#### Zadanie pisemne
Przepisz bez żadnych zmian fragment wpisów poniżej: od wiersza zawierającego "like (950, 357)." do wiersza zawierającego "(1034, 107)", łącznie z oboma tymi wierszami.

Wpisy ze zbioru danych
※

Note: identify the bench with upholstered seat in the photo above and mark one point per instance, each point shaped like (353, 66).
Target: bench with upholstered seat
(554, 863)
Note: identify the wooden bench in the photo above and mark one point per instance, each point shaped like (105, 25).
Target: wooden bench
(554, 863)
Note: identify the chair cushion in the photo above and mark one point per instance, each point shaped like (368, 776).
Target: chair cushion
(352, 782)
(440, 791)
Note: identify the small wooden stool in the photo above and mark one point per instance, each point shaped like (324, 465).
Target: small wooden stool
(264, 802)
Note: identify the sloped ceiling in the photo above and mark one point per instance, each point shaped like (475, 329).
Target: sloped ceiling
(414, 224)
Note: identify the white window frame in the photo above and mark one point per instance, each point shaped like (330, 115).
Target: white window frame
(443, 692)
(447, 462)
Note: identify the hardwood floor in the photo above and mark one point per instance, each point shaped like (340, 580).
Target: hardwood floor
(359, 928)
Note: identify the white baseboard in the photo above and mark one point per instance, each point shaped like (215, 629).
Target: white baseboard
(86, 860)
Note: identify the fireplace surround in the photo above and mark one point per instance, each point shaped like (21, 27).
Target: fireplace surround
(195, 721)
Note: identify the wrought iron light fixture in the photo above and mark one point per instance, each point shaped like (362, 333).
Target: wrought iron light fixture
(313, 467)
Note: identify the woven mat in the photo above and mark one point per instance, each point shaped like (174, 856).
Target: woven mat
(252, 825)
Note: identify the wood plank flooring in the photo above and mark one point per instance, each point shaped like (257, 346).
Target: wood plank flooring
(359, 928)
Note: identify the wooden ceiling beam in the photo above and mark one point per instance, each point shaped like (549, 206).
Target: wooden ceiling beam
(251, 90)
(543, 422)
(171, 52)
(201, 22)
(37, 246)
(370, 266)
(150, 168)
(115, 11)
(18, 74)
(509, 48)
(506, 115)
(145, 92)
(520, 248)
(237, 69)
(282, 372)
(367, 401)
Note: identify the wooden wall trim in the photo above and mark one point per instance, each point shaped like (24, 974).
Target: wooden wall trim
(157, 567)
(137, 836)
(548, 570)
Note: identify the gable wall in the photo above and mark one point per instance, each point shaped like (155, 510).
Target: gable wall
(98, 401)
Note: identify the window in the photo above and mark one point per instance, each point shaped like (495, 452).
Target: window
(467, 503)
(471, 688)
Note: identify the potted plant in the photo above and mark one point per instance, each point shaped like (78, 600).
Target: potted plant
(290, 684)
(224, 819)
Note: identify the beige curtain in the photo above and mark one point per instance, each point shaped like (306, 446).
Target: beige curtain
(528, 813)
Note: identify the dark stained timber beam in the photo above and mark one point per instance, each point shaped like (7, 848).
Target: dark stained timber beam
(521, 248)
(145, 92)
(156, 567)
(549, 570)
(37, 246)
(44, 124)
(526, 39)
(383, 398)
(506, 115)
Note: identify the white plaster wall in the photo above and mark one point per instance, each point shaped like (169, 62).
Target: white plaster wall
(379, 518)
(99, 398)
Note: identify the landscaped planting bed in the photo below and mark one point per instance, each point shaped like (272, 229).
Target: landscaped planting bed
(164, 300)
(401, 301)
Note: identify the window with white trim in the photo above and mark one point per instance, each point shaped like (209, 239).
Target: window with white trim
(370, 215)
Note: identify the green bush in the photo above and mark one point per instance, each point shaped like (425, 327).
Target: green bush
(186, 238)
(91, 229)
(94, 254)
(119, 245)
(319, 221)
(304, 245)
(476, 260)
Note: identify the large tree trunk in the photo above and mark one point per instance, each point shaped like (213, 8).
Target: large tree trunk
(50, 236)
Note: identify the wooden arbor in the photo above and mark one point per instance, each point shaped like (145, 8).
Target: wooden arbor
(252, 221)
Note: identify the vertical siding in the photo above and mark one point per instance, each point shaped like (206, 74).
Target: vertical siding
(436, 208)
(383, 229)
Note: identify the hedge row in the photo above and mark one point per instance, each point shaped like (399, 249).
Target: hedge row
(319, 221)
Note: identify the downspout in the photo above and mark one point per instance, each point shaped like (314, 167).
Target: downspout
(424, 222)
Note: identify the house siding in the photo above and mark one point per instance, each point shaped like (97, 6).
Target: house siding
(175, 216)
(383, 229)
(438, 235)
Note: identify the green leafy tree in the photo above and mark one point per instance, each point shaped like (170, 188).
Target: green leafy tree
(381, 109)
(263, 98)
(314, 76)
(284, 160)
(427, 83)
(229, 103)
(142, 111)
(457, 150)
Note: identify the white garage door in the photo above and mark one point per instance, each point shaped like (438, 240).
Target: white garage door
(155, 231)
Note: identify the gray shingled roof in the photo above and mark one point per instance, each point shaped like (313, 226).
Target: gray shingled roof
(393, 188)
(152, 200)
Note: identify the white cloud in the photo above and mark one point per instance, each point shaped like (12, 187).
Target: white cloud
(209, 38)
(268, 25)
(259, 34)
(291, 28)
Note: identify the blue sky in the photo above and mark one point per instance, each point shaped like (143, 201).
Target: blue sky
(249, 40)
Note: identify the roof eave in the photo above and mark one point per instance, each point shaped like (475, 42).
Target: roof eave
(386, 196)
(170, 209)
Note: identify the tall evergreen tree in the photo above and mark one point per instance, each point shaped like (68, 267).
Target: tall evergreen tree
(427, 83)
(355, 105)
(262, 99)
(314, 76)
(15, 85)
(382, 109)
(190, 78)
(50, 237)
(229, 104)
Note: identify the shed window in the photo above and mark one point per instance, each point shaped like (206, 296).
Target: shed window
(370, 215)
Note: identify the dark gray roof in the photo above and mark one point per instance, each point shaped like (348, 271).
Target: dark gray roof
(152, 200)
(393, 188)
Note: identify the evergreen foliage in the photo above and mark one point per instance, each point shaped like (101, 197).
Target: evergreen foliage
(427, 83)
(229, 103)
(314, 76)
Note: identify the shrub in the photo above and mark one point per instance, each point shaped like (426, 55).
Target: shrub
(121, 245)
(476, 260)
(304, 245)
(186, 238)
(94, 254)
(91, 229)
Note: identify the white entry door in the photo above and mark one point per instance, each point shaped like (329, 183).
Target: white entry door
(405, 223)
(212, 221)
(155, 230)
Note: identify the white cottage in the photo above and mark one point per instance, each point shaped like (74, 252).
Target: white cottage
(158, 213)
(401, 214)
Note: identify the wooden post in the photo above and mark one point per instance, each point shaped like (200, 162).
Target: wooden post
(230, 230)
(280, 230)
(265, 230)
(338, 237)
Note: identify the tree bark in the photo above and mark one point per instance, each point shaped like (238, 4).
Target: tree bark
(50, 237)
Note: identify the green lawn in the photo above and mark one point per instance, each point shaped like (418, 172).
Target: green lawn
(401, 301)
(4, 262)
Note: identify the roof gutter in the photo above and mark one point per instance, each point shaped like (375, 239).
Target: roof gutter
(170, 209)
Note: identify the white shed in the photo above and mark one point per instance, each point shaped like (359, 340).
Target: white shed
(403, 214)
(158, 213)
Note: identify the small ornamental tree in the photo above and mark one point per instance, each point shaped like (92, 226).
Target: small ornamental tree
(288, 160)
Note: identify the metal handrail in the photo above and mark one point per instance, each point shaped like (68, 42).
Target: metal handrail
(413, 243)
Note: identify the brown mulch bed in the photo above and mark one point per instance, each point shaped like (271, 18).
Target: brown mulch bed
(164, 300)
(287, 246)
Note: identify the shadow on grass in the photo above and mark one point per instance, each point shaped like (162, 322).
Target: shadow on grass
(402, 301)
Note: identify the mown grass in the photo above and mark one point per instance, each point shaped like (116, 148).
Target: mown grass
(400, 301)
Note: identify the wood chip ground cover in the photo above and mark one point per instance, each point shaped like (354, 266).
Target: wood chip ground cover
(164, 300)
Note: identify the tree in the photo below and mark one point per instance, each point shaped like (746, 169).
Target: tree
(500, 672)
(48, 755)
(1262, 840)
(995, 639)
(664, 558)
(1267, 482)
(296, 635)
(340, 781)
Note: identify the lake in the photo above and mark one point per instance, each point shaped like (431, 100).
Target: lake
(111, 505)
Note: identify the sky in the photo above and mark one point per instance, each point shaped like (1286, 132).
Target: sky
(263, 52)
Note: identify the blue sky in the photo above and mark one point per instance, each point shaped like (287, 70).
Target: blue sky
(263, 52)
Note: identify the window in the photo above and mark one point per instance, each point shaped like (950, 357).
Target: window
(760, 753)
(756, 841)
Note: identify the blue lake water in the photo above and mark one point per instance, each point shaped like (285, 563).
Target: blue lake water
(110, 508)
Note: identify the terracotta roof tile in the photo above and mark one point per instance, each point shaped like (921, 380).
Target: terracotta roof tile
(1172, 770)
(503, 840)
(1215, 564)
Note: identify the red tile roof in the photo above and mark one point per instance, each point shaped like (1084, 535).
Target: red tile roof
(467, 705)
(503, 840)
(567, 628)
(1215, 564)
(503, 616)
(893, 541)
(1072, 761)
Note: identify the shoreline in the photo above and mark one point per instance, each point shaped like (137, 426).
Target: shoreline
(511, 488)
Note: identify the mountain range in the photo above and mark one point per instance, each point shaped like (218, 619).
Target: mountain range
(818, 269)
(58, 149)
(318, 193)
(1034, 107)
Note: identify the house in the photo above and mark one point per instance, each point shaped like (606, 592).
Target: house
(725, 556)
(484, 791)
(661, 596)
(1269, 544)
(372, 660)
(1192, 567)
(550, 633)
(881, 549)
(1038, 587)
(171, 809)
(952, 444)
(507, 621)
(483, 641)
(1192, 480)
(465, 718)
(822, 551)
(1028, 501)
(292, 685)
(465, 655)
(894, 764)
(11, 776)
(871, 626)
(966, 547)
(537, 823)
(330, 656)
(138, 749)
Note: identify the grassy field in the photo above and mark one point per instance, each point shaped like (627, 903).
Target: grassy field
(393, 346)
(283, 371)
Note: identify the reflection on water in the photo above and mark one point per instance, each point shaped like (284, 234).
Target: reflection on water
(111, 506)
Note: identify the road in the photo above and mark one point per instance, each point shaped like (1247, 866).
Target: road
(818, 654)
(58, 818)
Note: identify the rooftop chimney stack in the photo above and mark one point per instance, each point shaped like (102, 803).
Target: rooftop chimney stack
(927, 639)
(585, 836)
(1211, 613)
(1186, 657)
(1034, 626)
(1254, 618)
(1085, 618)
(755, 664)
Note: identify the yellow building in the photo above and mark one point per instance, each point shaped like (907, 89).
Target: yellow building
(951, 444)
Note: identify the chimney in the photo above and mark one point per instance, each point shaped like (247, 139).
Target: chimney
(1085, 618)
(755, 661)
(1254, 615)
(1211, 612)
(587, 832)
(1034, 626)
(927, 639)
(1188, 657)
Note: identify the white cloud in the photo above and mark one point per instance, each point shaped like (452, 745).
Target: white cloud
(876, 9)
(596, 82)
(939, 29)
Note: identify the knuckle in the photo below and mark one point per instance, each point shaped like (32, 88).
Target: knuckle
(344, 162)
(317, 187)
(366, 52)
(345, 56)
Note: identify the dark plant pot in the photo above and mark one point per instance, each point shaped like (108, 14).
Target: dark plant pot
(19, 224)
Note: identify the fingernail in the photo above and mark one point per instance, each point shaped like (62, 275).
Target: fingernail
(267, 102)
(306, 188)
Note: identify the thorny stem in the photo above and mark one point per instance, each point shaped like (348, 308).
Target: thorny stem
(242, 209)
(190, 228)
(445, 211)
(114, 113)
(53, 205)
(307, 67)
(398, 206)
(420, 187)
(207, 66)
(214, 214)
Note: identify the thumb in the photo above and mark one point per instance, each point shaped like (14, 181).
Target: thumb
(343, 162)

※

#### Wynik zadania
Note: identify the window in the photo above and mark one point per instance, each point shaped like (950, 357).
Target: window
(760, 753)
(756, 841)
Note: identify the blue lake water in the photo above and mark one point per instance, each point shaped like (285, 563).
Target: blue lake water
(110, 508)
Note: identify the terracotta roof tile in the photo above and mark one point per instance, each point shaped like (921, 380).
Target: terracotta roof tile
(1172, 770)
(503, 840)
(1215, 564)
Note: identify the red tile roof in the photo above and mark one point per instance, each point shaped like (1084, 535).
Target: red tile roof
(467, 705)
(503, 840)
(567, 628)
(1215, 564)
(503, 616)
(893, 541)
(1072, 761)
Note: identify the shoreline in the photo above and mark one point per instance, each point shaped like (137, 426).
Target: shoreline
(511, 488)
Note: identify the mountain range in the photo above and mark one point per instance, each point shaped like (218, 619).
Target: mountain range
(818, 269)
(58, 149)
(318, 193)
(1034, 107)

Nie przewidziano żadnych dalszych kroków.